Repeat word for word the stretch of the passage on around view monitoring from "While 2D AVM" through "an existing AVM.".
:: Passage shown ::
The present invention generally relates to a 3D around view monitoring (3D AVM) technology for a vehicle.
In particular, the invention relates to a technology enabling a distortion-free 3D AVM image plane to be formed by estimating a terrain characteristic from camera videos by using a deep-learning neural network model in an edge-cloud environment and making and utilizing a 3D map.
In recent years, there has been a trend to introduce around view monitoring (AVM) systems in vehicles. Around view monitoring (AVM), also known as surround view monitoring (SVM), is a technology enabling a top view centered on a vehicle to be provided by installing cameras on front, rear, right, and left sides of the vehicle, imaging front, rear, right, and left sides around the vehicle, and then combining camera videos. Drivers can understand situations around vehicles, respectively, as if the drivers are looking down from above the vehicles, thus making it convenient to drive or park.
Cameras are mounted on front and rear sides of a vehicle, as well as both right and left sides thereof, and camera videos provided from these cameras are subjected to distortion correction to be made into respective flat images, and then a top-view-like around view video is obtained through stitching (image alignment and composition) processing by applying projections obtained by estimating camera postures. This around view video is provided to a driver on a vehicle interior monitor.
While 2D AVM provides a top view as described above, 3D AVM provides an image plane from a three-dimensional (3D) viewpoint. Since the viewpoint is converted to a three dimension, the driver can accurately understand a situation around the vehicle, as compared to an existing AVM.
:::
:: Provided information ::
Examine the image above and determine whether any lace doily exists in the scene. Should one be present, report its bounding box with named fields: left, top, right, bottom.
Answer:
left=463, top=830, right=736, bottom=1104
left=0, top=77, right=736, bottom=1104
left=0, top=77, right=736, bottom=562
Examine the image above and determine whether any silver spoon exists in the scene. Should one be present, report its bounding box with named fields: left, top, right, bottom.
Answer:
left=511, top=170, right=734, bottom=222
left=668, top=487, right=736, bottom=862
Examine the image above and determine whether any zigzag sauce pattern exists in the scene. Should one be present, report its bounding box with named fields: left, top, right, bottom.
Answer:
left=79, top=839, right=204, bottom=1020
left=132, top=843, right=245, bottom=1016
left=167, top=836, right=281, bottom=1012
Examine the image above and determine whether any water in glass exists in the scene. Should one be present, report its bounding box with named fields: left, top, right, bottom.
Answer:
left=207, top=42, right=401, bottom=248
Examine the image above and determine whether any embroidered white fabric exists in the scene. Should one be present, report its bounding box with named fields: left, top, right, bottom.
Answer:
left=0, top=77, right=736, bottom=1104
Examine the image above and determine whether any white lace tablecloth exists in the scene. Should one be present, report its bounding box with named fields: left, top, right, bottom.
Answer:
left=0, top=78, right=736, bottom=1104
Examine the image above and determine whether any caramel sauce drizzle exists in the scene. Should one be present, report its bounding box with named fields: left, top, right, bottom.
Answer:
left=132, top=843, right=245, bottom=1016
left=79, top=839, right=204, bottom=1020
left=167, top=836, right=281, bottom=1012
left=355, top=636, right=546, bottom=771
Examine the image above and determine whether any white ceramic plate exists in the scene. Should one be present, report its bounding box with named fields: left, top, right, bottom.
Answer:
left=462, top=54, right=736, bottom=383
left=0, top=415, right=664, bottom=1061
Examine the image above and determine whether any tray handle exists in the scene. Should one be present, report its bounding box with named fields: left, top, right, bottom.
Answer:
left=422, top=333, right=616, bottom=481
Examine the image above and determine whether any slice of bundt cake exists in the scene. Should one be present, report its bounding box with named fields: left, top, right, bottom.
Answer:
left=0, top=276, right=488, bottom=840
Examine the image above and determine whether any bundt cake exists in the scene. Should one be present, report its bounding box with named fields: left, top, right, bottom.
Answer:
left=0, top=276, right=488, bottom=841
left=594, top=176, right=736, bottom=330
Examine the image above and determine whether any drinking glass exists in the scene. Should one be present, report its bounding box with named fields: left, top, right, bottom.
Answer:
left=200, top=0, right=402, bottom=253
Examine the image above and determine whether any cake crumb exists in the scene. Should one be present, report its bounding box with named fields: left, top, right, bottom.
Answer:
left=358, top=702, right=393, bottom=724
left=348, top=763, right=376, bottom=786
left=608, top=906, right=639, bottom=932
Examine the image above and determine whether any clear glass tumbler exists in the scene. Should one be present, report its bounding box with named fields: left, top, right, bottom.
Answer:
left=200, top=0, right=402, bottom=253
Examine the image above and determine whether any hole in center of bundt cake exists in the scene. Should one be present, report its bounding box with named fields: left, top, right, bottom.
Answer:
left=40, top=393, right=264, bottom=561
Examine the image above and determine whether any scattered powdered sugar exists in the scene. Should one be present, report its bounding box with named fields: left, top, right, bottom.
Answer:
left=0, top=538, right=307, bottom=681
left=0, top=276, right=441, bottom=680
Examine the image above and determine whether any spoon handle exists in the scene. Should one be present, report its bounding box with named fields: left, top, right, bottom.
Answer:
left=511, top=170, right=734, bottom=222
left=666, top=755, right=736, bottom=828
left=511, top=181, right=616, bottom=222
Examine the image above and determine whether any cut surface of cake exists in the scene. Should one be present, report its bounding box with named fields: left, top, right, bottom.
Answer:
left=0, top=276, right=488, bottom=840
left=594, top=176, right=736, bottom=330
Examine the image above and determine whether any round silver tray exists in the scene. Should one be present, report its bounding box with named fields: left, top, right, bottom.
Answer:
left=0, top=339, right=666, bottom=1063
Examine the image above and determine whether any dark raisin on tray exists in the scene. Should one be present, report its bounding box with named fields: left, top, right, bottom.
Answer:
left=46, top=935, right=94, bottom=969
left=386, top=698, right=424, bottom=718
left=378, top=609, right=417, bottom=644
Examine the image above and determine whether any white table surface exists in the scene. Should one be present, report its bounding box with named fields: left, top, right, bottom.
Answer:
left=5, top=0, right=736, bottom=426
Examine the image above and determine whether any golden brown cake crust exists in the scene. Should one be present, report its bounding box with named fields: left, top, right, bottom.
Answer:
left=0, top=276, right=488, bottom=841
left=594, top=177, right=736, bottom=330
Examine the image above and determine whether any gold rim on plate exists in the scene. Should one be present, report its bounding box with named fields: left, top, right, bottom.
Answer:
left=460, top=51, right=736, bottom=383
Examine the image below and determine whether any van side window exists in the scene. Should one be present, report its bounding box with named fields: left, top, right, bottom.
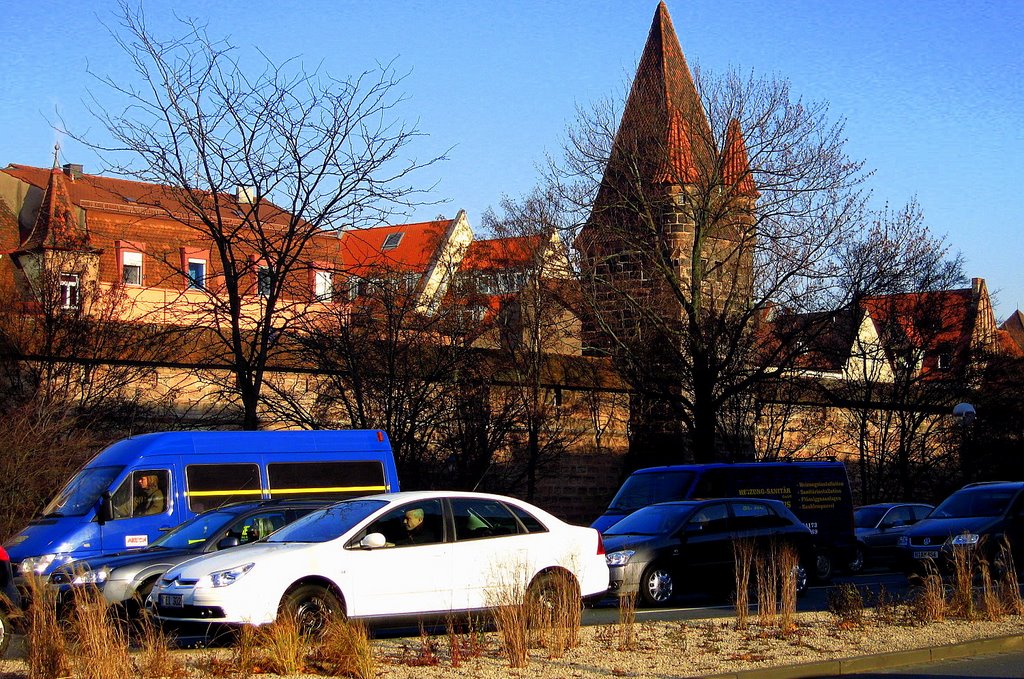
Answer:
left=266, top=460, right=388, bottom=500
left=692, top=469, right=732, bottom=498
left=111, top=469, right=170, bottom=519
left=185, top=464, right=263, bottom=514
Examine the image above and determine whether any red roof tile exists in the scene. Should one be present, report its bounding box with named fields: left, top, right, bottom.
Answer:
left=341, top=219, right=453, bottom=278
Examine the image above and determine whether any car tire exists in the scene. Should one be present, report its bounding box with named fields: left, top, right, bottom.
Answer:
left=812, top=552, right=833, bottom=583
left=526, top=571, right=583, bottom=624
left=846, top=545, right=864, bottom=575
left=0, top=610, right=14, bottom=657
left=280, top=585, right=345, bottom=636
left=640, top=563, right=676, bottom=606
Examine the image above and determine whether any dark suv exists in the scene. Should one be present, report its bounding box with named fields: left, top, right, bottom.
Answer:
left=603, top=498, right=815, bottom=606
left=899, top=481, right=1024, bottom=572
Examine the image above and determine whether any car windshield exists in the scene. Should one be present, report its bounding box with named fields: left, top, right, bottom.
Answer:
left=604, top=504, right=693, bottom=536
left=928, top=486, right=1017, bottom=518
left=150, top=512, right=238, bottom=549
left=608, top=471, right=693, bottom=513
left=853, top=507, right=888, bottom=528
left=43, top=467, right=124, bottom=517
left=267, top=500, right=387, bottom=542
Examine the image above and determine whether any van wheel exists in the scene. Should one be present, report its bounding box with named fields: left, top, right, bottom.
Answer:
left=640, top=563, right=676, bottom=606
left=846, top=545, right=864, bottom=574
left=0, top=611, right=14, bottom=657
left=814, top=552, right=833, bottom=583
left=281, top=585, right=344, bottom=636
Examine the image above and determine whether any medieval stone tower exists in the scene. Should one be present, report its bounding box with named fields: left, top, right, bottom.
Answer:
left=575, top=2, right=758, bottom=463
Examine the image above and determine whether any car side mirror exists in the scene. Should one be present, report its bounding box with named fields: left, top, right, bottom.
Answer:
left=359, top=533, right=387, bottom=549
left=96, top=491, right=114, bottom=525
left=217, top=536, right=242, bottom=549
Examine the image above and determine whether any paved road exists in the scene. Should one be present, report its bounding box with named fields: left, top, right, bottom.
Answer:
left=819, top=651, right=1024, bottom=679
left=583, top=570, right=908, bottom=625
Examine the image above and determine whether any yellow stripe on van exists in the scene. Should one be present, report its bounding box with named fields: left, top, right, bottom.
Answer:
left=185, top=485, right=388, bottom=498
left=270, top=485, right=387, bottom=495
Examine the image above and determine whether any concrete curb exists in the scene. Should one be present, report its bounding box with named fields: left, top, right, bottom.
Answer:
left=706, top=634, right=1024, bottom=679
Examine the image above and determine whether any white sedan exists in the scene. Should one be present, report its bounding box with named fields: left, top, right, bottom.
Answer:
left=147, top=492, right=608, bottom=631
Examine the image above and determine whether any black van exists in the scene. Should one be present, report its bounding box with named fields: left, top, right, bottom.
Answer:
left=591, top=462, right=857, bottom=581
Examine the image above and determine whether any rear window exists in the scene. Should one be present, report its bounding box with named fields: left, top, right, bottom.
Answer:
left=608, top=470, right=693, bottom=512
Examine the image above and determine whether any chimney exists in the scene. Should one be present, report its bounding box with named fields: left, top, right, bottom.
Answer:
left=234, top=184, right=256, bottom=205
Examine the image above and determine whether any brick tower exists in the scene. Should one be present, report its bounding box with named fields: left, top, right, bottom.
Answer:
left=575, top=2, right=758, bottom=463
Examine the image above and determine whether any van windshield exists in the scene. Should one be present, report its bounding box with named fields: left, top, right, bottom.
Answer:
left=43, top=467, right=124, bottom=518
left=150, top=512, right=238, bottom=549
left=608, top=470, right=693, bottom=513
left=267, top=500, right=387, bottom=542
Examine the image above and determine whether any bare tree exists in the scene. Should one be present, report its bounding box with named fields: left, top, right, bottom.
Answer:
left=70, top=4, right=438, bottom=428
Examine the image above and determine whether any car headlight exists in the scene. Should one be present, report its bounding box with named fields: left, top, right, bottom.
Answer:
left=949, top=533, right=981, bottom=545
left=604, top=549, right=637, bottom=565
left=17, top=553, right=72, bottom=576
left=197, top=563, right=256, bottom=587
left=71, top=566, right=111, bottom=585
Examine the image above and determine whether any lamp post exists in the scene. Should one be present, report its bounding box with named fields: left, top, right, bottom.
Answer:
left=953, top=402, right=978, bottom=481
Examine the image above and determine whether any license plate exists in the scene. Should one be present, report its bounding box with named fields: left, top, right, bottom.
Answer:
left=160, top=594, right=183, bottom=608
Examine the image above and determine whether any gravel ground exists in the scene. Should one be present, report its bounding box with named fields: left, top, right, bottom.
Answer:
left=6, top=612, right=1024, bottom=679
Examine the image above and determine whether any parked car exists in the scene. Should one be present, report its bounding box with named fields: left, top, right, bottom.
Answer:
left=899, top=481, right=1024, bottom=574
left=0, top=547, right=22, bottom=657
left=848, top=502, right=935, bottom=572
left=49, top=500, right=331, bottom=617
left=591, top=460, right=856, bottom=582
left=147, top=492, right=608, bottom=630
left=604, top=499, right=814, bottom=606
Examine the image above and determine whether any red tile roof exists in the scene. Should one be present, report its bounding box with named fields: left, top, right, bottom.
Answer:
left=459, top=234, right=548, bottom=271
left=341, top=219, right=453, bottom=278
left=20, top=167, right=89, bottom=250
left=0, top=164, right=289, bottom=228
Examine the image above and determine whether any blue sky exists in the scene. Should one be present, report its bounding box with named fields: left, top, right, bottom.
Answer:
left=0, top=0, right=1024, bottom=320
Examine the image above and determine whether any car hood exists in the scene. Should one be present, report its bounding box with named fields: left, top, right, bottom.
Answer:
left=602, top=534, right=666, bottom=554
left=906, top=516, right=999, bottom=537
left=65, top=549, right=199, bottom=571
left=167, top=542, right=303, bottom=580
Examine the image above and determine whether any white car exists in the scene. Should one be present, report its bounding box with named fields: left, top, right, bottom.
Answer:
left=147, top=492, right=608, bottom=630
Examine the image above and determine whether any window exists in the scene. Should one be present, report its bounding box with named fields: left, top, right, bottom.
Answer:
left=256, top=266, right=273, bottom=297
left=452, top=498, right=520, bottom=540
left=381, top=231, right=404, bottom=250
left=266, top=460, right=390, bottom=500
left=185, top=464, right=263, bottom=513
left=60, top=273, right=79, bottom=309
left=111, top=469, right=169, bottom=519
left=366, top=500, right=444, bottom=547
left=121, top=252, right=142, bottom=286
left=188, top=259, right=206, bottom=290
left=313, top=270, right=334, bottom=302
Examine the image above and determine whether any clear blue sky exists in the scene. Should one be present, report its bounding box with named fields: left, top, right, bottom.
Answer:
left=0, top=0, right=1024, bottom=320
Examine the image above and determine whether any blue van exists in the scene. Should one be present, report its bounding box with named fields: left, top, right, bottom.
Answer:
left=591, top=461, right=856, bottom=581
left=4, top=430, right=399, bottom=576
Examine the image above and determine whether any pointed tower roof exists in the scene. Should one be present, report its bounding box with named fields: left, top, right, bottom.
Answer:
left=722, top=118, right=758, bottom=198
left=22, top=146, right=89, bottom=250
left=612, top=2, right=715, bottom=184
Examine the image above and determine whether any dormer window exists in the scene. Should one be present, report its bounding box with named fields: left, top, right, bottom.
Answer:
left=60, top=273, right=79, bottom=309
left=121, top=252, right=142, bottom=286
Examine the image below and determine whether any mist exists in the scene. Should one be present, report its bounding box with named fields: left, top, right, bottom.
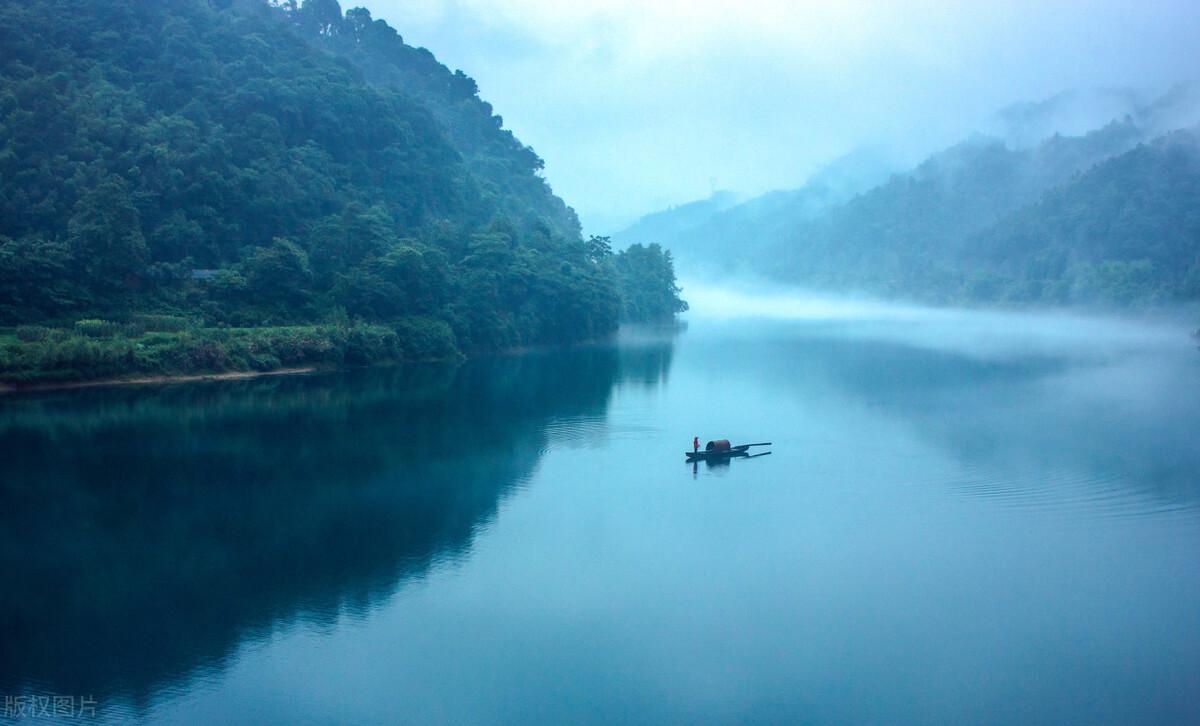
:::
Output below>
While 2D AVM provides a top view as described above, 3D AVM provides an image plane from a three-dimensional (3D) viewpoint. Since the viewpoint is converted to a three dimension, the driver can accurately understand a situation around the vehicle, as compared to an existing AVM.